* _LIST OF TASKS_:
1. In the Tock project report, what clock speed is the Ibex CPU configured to run at?
2. Decide whether each statement agrees with the Tock project report, answering yes or no and quoting the words of the report that settle it: (a) The microcontroller implements a typical MMU. (b) The microcontroller has 64 kB of SRAM. (c) The system supports external memory.
3. Write the next part of the Tock project report, picking up after its last sentence.

* _EXTRACT TO READ_:
________________________
# CSE 221 Project

### Max Grant Gabe

February 2021

### 1 Introduction

The goal of this project is to measure CPU and memory operations of the Tock operating system. Tock allows embedded systems to also support third party drivers and kernel extensions [4]. Currently, the developers of Tock are rewriting Tock's syscall interface. Our benchmarks of the OS's operations before and after will show the performance differences between the old and new system syscall interfaces.

Since Tock is implemented in Rust and has libraries written in both Rust and C/C++, our benchmarks will be written in C/C++ and Rust. We will also try to measure any difference between having benchmarks in C/C++ vs Rust. Currently, our compilation settings for compiling are TBD.

We will first create our experiments on QEMU and then run them on an OpenTitan Earl Grey chip [2]. Since we will run our final benchmarks on the FPGA board, the measurements will be mostly consistent. We have yet to divide up who performs what experiment.

This project lasts for the duration of the quarter (10 weeks). We each plan to spend at most 10 hours per week.

# 2 Machine Description

### 2.1 Hardware

The FPGA bitstream loaded onto the Nexys Video development board implements an OpenTitan Earl Grey microcontroller. The CPU core of the microcontroller is an Ibex RISC-V 32-bit CPU, configured to run at 100 MHz, with 4 kB of instruction cache (FIXME anything else relevant about its instantiation?). The microcontroller does not implement a typical MMU, instead implementing Physical Memory Protection (PMP) per the RISC-V Privileged Specification, version 1.11. The CPU supports up to 16 memory regions with the PMP.

All of the memory used by the system is kept within the microcontroller. The microcontroller has 16 kB of ROM used to store the primary boot loader, 512kB of embedded flash to store the actual program data for the system, and 64 kB of SRAM as scratch space. There is no external memory support. It takes one cycle

to access data from SRAM, as well as from flash (FIXME confirm this, I know flash is emulated, and that for a long time they had cache disabled, probably because of single cycle memory access timing). ROM, e-flash, and SRAM are mapped to the processors address space and can be accessed directly.

The Earl Grey microcontroller supports GPIO, SPI, UART, and JTAG interfaces to interface with it. Internally, it uses a customized data bus to connect all internal peripherals to the CPU (TLUL bus interconnect). (FIXME what is the bandwidth of the different components?)
________________________
* _INFORMATION SHOWN_:
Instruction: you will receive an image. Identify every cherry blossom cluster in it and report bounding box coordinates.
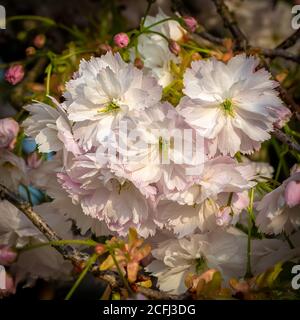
[0,11,300,293]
________________________
* _FINAL RESULTS_:
1. 100 MHz.

2.
(a) No: "The microcontroller does not implement a typical MMU"
(b) Yes: "64 kB of SRAM as scratch space"
(c) No: "There is no external memory support."

3.
### 2.2 Operating system

The operating system is Tock, an "embedded operating system designed for running multiple concurrent, mutually distrustful applications on Cortex-M and RISC-V based embedded platforms" (https://github.com/tock/tock). The internals of the operating system are written in Rust ("trusted" components can be written in unsafe Rust, but drivers, known as capsules, must be written using safe Rust), and it uses the Ibex PMP support to segregate running applications from each other.

(FIXME need to determine what version/release/commit of Tock to use).

## 3 Experiments

# 4 Operations

The goal of an embedded operating system is to keep overhead low. This is because embedded operating systems run on much slower hardware. For example there is an over 15000x performance difference between the latest AMD CPUs [3] and the Earl Grey CPU we used [1]. To determine the overhead we ran a series of micro-benchmarks to measure common operations. These can be roughly grouped into the categories Context Switching, Memory access, Inter process communication, and disk access. In this section we discuss our methodologies and results for each of these categories.

### 4.1 Context Switching

A context switch is the most basic operation in any program. This includes the time it takes to make a procedure call, system call, start a new task, or switch to a running tasks. We first measured the overhead of a time measuring operation. Using the RDCYCLE and RDCYCLEH instructions we can measure how many CPU cycles an operation took. To measure the measurement overhead we repeatedly start and stop and start the measurement and measure the increase in time of each additional start and stop.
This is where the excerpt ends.